» Exercise goal: Change "pixel pairs" to "coordinate pairs" wherever it occurs in the lines below, and keep everything else the same.

START Dataset entries

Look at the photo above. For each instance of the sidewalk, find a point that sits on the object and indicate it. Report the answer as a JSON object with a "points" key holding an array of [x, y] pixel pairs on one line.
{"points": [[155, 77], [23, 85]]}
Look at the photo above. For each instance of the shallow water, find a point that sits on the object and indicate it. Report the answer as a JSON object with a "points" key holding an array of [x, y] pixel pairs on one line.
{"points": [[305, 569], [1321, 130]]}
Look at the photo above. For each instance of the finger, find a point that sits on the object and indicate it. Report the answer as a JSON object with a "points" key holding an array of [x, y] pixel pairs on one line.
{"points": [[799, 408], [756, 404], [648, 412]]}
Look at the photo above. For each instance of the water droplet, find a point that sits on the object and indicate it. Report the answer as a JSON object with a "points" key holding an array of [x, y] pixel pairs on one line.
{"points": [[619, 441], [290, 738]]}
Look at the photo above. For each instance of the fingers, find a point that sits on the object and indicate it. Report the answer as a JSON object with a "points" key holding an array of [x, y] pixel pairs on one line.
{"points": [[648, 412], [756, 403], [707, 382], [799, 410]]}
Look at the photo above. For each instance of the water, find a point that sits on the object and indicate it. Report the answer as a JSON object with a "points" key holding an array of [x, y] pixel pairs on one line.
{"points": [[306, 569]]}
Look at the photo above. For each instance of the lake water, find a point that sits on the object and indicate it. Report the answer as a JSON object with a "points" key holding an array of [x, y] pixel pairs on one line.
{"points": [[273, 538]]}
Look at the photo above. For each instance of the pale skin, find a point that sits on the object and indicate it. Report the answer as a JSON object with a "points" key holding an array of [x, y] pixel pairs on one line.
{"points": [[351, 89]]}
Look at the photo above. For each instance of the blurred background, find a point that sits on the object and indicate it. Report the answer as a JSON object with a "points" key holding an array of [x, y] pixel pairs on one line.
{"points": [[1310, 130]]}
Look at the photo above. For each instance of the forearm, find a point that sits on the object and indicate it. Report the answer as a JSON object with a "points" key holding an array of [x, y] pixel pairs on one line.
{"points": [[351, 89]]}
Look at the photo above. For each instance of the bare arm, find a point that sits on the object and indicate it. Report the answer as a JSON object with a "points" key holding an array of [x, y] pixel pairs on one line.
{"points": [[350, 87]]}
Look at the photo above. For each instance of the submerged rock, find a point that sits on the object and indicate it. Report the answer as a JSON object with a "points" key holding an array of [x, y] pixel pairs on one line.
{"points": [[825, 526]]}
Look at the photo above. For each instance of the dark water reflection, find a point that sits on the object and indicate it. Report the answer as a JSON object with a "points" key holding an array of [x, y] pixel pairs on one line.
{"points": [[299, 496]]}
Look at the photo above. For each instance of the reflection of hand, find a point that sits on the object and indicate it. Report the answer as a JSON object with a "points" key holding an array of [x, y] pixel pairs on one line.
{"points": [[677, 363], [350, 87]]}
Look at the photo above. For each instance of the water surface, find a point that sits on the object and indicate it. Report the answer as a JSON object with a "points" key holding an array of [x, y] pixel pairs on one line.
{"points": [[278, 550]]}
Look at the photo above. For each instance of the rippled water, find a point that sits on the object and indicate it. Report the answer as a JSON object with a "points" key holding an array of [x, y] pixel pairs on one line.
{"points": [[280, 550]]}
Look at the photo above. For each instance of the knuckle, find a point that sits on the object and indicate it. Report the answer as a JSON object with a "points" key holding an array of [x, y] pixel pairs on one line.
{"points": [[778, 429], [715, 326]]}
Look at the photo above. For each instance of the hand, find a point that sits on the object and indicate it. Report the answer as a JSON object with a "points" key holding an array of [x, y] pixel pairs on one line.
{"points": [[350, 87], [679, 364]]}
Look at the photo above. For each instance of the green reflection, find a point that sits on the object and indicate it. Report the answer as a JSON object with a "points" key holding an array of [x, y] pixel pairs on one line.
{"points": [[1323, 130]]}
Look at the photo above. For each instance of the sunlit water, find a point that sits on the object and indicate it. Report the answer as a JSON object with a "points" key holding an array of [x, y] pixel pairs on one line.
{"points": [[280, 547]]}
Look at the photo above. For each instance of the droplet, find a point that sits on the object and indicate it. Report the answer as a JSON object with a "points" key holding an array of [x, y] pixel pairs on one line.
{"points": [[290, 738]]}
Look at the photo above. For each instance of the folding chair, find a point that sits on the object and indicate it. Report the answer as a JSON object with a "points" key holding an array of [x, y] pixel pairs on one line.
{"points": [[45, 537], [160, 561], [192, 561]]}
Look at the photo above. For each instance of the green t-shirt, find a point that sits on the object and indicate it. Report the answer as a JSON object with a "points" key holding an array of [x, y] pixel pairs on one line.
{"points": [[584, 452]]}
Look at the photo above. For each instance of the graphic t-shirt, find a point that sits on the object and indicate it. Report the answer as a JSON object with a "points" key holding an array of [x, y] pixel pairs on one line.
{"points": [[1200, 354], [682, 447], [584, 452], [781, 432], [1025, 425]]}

END Dataset entries

» Answer to the exercise:
Look at the photo above. For each instance of the sidewalk, find a point that sits on the object and indicate it. Report the answer as a JSON object with a "points" key holding an array of [x, y] coordinate pairs on one line.
{"points": [[155, 77], [23, 85]]}
Look at the photo above. For each instance of the shallow water, find a point that sits on the object and indicate it. Report the answer as a JSON object with a "points" key holding an array of [x, y] coordinate pairs on one line.
{"points": [[305, 569], [1321, 130]]}
Look at the photo above. For each instance of the finger, find a point that sits on the object and indicate it. Report the answer as a JSON object with a "points" key holding an array of [x, y] coordinate pairs on one line.
{"points": [[799, 408], [756, 404], [648, 412]]}
Look at the photo above. For each instance of the water droplet, find a point that sits on the object and indicate it. Report the answer as a JSON object with a "points" key holding an array of [x, y] coordinate pairs on one line.
{"points": [[619, 441], [290, 738]]}
Look at the photo above. For each instance of the fingers, find a point that sits on the object and indicate it. Report the answer as a JSON object with a "points" key holding an array of [x, y] coordinate pairs on one line.
{"points": [[648, 412], [756, 403], [707, 382], [799, 410]]}
Look at the photo above. For each instance of the water, find a point that sits on the object and indicate it. Report the answer as a JSON object with a "points" key holding an array of [x, y] coordinate pairs on one line.
{"points": [[306, 569]]}
Look at the photo above. For each instance of the lake water, find a point that sits on the object and indicate it. Report the answer as a JSON object with a "points" key holding an array of [x, y] coordinate pairs on one line.
{"points": [[273, 538]]}
Look at the photo above. For each instance of the pale skin, find a point that sits on the object and indicate it. Report the answer as a JSON object with a "points" key holding an array of [x, y] coordinate pairs on one line.
{"points": [[351, 89]]}
Look at the photo above. For each instance of the blurred background, find a point that sits on the object and indicate it. Report the answer as a JSON object with a "points" key holding an array of [x, y] coordinate pairs on one line.
{"points": [[1310, 130]]}
Look at the photo above. For each instance of the forearm, find a point that sits on the object and indicate it. Report the answer as a JSON object with a "points" key holding an array of [x, y] coordinate pairs on one line.
{"points": [[351, 89]]}
Look at the photo above. For each instance of the bare arm, find a point that sits on the object and indicate it. Report the answer as a JSON object with a "points" key holding an array of [x, y] coordinate pairs on one line.
{"points": [[350, 87]]}
Look at the photo above. For each instance of the submerged rock, find a point that sits on the object and indicate it. Report the answer as a JSON object with a "points" key holding an array of [x, y] coordinate pairs on one line.
{"points": [[825, 526]]}
Look at the photo above. For each instance of the dark water reflection, find a point that sits on the object and indicate it. Report the answer as a JSON object with a "points" key holding an array of [x, y] coordinate pairs on one line.
{"points": [[299, 496]]}
Look at the photo above. For each instance of the reflection of hand, find a point that sits on the object and indicate it. Report the answer as a JSON object with a "points" key holding an array of [x, y] coordinate pairs on one line.
{"points": [[677, 363], [350, 87]]}
Look at the photo above. For each instance of the water surface, find a point that sits on the object and indicate it. Report the answer as a JSON object with a "points" key holding an array of [x, y] coordinate pairs on one line.
{"points": [[278, 550]]}
Look at the photo above. For each instance of the rippled water, find a point that sits on the object and indicate it. Report the answer as a JSON object with a "points" key holding an array of [x, y] coordinate pairs on one line.
{"points": [[280, 550]]}
Look at the photo above. For each instance of the knuckle, find a point that sits on the object and indicate it. Report the answer as a JSON object with a "points" key holding an array of [x, y] coordinate pairs on one line.
{"points": [[778, 429], [715, 326]]}
Look at the photo above. For each instance of the hand, find a point that sits on the object and indicate it. Report the answer as a JSON object with a "points" key holding an array of [x, y] coordinate pairs on one line.
{"points": [[350, 87], [679, 364]]}
Look at the photo above. For each instance of the green reflection, find a point that sits on the object and indicate it. Report the answer as a JSON object with a "points" key holding an array of [x, y] coordinate pairs on one line.
{"points": [[1323, 130]]}
Look at the photo above. For each instance of the sunlit water, find a point that sits on the object and indicate it. Report the answer as a JSON object with a "points" key holding an array of [x, y] coordinate pairs on one line.
{"points": [[280, 547]]}
Look at the photo above. For each instance of the droplet, find a point that sits on the object and indicate it. Report the answer as a JSON object with a "points" key holding an array of [x, y] coordinate pairs on one line.
{"points": [[290, 738]]}
Look at the photo above. For each instance of the folding chair, find a point that sits on the object and indicate it. Report the answer as a JSON object with a "points" key holding an array of [x, y] coordinate pairs on one line.
{"points": [[45, 537], [160, 561], [192, 561]]}
Look at the photo above. For each instance of the green t-shirt, find a point that sits on the object and indicate it. Report the answer as a JSON object with a "points" key holding an array of [x, y] coordinate pairs on one line.
{"points": [[584, 452]]}
Look at the photo above. For each instance of the graphic t-shirt, find a point that sits on the object and indicate it. Report the answer as a JSON object with a "points" key holding an array of [x, y] coordinate pairs on one line.
{"points": [[1200, 354], [682, 447], [584, 452], [781, 432], [1025, 425]]}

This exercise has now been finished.